** BEGIN Data provided **

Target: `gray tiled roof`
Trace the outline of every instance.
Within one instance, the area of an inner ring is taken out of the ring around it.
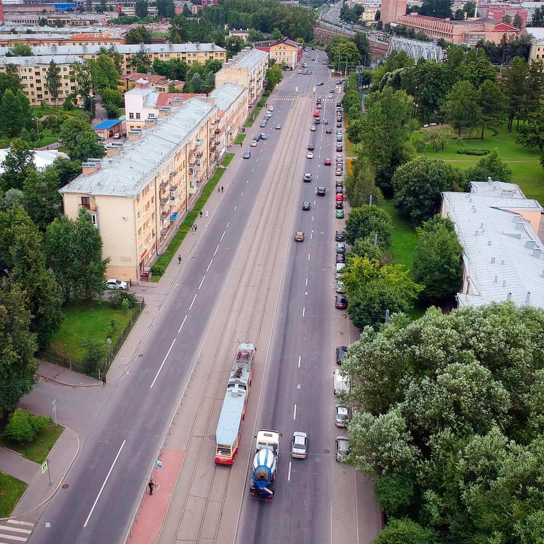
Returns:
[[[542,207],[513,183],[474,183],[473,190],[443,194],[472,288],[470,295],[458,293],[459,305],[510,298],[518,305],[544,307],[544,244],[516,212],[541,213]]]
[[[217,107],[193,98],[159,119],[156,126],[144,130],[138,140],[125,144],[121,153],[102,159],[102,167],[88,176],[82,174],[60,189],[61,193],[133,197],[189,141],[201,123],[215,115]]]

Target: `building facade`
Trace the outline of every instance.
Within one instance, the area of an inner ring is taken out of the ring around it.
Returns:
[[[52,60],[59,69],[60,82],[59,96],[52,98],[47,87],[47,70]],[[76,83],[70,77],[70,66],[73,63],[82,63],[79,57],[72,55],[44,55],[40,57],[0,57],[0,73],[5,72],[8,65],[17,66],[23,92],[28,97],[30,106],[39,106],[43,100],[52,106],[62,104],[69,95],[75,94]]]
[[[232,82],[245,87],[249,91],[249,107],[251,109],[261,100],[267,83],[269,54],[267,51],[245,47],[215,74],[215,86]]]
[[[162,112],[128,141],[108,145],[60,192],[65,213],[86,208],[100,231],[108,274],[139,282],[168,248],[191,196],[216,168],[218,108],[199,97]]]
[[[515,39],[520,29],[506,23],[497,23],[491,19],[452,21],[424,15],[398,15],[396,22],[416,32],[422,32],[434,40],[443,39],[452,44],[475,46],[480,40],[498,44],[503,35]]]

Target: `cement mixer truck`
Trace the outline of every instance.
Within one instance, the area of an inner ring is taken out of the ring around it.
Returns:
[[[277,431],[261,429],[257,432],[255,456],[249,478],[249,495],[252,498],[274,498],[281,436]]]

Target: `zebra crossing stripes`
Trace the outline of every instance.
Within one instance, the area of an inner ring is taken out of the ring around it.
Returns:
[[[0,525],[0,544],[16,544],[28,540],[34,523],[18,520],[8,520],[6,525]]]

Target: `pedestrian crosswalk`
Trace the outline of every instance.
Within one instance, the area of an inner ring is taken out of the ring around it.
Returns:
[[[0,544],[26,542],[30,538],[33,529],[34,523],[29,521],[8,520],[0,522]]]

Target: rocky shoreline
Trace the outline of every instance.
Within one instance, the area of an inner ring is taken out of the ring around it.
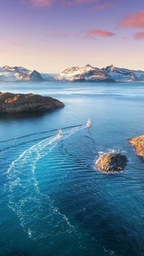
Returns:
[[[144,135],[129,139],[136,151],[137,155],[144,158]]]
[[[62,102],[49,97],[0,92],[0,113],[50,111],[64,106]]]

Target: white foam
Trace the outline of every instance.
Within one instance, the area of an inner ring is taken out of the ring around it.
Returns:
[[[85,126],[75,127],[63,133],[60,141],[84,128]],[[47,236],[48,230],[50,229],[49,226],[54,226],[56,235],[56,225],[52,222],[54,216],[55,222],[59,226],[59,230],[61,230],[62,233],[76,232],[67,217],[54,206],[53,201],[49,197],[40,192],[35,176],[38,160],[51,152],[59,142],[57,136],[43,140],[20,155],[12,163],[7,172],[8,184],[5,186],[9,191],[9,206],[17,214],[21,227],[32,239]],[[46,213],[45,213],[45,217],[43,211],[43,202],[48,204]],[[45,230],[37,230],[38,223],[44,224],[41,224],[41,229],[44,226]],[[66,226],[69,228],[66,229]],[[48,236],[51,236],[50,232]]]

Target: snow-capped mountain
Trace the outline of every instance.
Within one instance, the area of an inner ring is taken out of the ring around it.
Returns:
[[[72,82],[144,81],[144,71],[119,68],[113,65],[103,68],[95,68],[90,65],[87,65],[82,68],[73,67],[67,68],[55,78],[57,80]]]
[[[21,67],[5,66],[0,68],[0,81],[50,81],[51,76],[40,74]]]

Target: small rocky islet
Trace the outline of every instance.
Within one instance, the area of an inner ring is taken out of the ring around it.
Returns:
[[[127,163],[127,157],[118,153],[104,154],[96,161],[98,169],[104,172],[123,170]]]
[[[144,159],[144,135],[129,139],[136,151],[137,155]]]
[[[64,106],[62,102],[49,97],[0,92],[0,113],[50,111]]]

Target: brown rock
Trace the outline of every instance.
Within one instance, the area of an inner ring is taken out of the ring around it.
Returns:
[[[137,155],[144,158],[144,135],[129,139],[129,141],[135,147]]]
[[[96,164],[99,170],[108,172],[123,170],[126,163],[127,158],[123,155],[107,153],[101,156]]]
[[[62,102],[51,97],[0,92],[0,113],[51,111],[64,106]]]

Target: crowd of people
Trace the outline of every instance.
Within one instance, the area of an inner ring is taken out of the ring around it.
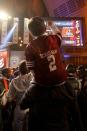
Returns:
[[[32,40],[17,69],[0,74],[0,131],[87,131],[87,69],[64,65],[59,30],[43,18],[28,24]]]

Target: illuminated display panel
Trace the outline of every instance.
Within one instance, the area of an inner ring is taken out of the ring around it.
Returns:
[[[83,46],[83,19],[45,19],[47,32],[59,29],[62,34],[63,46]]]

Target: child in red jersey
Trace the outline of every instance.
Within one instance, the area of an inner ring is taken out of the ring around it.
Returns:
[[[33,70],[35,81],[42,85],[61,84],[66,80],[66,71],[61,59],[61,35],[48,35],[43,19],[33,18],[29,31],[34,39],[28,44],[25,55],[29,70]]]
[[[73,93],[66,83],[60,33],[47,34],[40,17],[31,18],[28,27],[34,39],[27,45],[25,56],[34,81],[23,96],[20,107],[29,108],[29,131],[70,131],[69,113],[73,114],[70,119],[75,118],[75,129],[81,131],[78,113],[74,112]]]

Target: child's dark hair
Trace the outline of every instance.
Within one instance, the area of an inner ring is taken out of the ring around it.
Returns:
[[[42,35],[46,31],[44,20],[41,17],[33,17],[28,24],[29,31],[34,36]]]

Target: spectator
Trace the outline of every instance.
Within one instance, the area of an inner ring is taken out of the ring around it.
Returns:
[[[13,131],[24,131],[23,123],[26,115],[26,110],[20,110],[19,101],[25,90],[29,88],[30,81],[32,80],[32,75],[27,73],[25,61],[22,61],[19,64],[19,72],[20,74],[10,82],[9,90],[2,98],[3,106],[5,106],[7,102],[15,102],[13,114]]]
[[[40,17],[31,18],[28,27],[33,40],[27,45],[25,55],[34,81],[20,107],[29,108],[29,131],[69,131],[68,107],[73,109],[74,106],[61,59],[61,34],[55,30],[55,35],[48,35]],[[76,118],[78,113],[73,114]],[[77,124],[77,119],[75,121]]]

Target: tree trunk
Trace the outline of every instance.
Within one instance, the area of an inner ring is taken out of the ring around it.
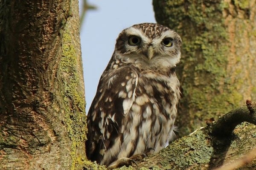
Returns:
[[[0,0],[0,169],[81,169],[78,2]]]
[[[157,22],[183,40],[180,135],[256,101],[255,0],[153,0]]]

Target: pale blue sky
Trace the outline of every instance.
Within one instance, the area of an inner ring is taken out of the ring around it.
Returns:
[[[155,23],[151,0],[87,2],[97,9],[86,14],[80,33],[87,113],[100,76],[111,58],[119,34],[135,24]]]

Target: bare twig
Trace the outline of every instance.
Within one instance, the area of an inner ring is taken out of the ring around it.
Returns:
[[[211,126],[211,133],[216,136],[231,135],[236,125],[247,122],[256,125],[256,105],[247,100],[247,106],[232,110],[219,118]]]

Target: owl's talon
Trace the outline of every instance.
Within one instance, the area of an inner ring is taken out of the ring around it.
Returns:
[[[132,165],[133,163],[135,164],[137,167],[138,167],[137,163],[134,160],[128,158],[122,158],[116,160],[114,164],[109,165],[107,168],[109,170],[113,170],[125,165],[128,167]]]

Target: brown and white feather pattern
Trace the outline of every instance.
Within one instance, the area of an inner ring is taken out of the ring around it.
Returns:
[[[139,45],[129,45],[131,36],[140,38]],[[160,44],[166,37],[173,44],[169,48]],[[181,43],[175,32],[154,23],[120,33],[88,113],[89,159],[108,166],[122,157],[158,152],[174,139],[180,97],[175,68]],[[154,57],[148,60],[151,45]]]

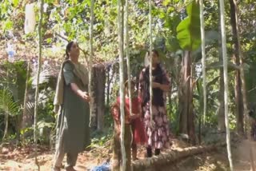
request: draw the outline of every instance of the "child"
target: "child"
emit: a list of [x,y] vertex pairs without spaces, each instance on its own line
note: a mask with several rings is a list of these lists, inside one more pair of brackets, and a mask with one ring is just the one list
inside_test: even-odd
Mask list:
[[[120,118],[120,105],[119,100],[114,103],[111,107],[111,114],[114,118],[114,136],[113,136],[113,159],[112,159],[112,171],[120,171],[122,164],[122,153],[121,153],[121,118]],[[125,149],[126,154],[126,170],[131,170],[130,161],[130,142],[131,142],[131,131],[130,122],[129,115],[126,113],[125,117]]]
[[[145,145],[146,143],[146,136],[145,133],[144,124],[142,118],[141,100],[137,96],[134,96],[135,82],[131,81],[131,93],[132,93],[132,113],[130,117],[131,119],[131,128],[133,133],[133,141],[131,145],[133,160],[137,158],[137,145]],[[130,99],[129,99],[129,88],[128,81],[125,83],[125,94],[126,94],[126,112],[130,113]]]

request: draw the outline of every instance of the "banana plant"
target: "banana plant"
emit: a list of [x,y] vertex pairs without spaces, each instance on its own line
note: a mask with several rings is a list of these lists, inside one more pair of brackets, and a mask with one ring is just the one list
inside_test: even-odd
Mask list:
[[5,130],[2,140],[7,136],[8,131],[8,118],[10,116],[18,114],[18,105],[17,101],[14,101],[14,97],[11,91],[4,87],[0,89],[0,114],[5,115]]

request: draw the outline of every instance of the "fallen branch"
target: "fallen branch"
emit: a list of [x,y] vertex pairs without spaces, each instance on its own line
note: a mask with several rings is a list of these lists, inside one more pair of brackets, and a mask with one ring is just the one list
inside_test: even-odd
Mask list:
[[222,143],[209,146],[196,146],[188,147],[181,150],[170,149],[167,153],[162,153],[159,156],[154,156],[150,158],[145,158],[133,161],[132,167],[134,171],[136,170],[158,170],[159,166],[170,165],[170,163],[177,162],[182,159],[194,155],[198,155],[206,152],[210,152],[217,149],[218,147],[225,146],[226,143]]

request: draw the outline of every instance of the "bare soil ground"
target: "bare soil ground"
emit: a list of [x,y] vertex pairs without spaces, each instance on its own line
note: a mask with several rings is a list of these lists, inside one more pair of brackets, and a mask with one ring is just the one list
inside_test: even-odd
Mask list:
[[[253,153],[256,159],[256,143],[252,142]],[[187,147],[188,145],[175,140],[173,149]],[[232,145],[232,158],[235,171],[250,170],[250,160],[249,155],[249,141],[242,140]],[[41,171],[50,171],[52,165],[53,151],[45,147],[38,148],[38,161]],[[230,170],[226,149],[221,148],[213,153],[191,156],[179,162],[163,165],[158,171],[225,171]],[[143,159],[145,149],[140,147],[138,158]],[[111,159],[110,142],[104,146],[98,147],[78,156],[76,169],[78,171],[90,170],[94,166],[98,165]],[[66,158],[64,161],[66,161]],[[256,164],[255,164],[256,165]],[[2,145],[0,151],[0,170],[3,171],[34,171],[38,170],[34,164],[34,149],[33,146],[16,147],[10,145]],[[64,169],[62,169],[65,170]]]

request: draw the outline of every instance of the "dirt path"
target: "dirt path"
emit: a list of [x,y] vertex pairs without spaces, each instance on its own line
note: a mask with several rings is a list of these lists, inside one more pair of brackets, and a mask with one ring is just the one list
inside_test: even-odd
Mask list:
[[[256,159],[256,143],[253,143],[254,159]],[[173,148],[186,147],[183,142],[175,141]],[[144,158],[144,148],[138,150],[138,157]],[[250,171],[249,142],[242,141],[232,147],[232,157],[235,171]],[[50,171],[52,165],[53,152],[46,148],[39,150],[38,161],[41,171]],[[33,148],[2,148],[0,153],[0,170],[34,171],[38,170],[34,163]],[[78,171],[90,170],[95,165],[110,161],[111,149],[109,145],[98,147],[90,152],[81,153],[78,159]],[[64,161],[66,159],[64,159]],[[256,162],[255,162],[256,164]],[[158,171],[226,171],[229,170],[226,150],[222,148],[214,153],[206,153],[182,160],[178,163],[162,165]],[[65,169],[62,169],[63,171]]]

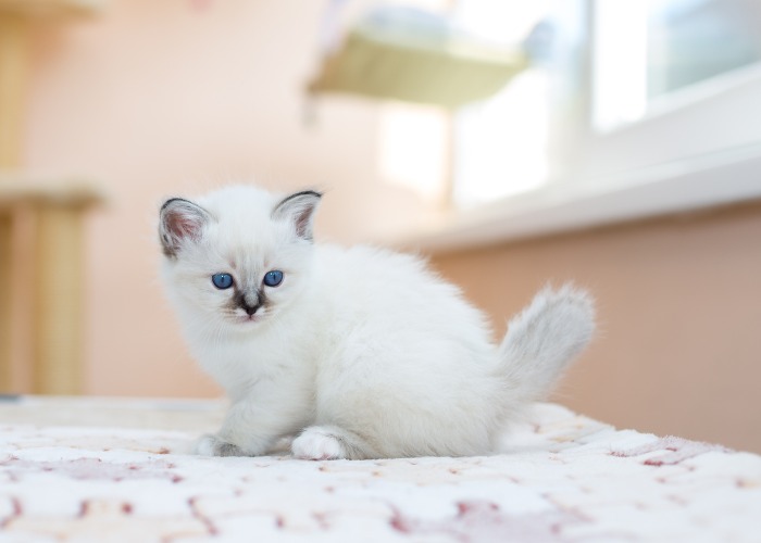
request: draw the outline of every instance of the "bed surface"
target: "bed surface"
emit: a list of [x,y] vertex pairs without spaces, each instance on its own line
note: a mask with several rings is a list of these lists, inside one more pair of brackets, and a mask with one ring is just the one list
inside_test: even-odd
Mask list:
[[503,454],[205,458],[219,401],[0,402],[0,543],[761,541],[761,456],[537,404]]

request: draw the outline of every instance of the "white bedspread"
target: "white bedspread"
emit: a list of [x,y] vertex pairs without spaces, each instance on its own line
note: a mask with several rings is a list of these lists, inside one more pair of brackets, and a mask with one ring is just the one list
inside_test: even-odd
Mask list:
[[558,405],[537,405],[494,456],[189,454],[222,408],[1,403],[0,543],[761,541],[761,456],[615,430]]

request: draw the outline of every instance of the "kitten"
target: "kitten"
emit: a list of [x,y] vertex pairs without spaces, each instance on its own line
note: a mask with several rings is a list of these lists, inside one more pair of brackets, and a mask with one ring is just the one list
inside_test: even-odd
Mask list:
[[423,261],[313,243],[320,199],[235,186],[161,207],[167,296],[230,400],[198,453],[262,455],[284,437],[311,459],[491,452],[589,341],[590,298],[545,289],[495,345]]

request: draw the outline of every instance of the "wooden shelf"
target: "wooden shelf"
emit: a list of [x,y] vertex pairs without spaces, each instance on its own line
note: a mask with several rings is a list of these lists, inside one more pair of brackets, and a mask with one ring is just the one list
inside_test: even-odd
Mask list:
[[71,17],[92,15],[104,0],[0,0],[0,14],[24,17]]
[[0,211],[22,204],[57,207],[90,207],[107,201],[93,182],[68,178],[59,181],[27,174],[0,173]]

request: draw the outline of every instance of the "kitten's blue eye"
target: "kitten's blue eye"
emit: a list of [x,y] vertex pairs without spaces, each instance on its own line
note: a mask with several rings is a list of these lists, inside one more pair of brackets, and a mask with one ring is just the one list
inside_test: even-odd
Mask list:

** END Data provided **

> What you should do: Reproduce the entries from the line containing "Target: rocky shoreline" up to and including the line containing "[[[21,67],[5,66],[0,68],[0,81],[50,81],[51,76],[40,74]]]", omitting the pictures.

> Answer for the task:
Target: rocky shoreline
Trace the outline of every instance.
Within one instance, the area of an inner ring is taken out of the ring around it.
Returns:
[[[144,135],[129,139],[136,151],[137,155],[144,158]]]
[[[62,102],[49,97],[0,92],[0,113],[50,111],[64,106]]]

Target: white foam
Trace the outline of every instance.
Within one instance, the area of an inner ring is taken out of the ring around it.
Returns:
[[[85,126],[75,127],[63,133],[60,141],[84,128]],[[47,236],[48,230],[50,229],[49,226],[54,226],[56,235],[56,225],[52,222],[54,216],[55,222],[59,226],[59,230],[61,230],[62,233],[76,232],[67,217],[54,206],[53,201],[49,197],[40,192],[35,176],[38,160],[51,152],[59,142],[57,136],[43,140],[20,155],[12,163],[7,172],[8,184],[5,186],[9,191],[9,206],[17,214],[21,227],[32,239]],[[46,213],[45,213],[45,217],[43,211],[43,202],[48,204]],[[45,230],[37,230],[38,223],[44,224],[41,224],[41,229],[44,226]],[[66,226],[69,228],[66,229]],[[48,236],[51,236],[50,232]]]

Target: snow-capped mountain
Trace the outline of every instance.
Within one instance, the area of an inner ring is taken out of the ring around it.
Returns:
[[[72,82],[144,81],[144,71],[119,68],[113,65],[103,68],[95,68],[90,65],[87,65],[82,68],[73,67],[67,68],[55,78],[57,80]]]
[[[21,67],[5,66],[0,68],[0,81],[50,81],[51,76],[40,74]]]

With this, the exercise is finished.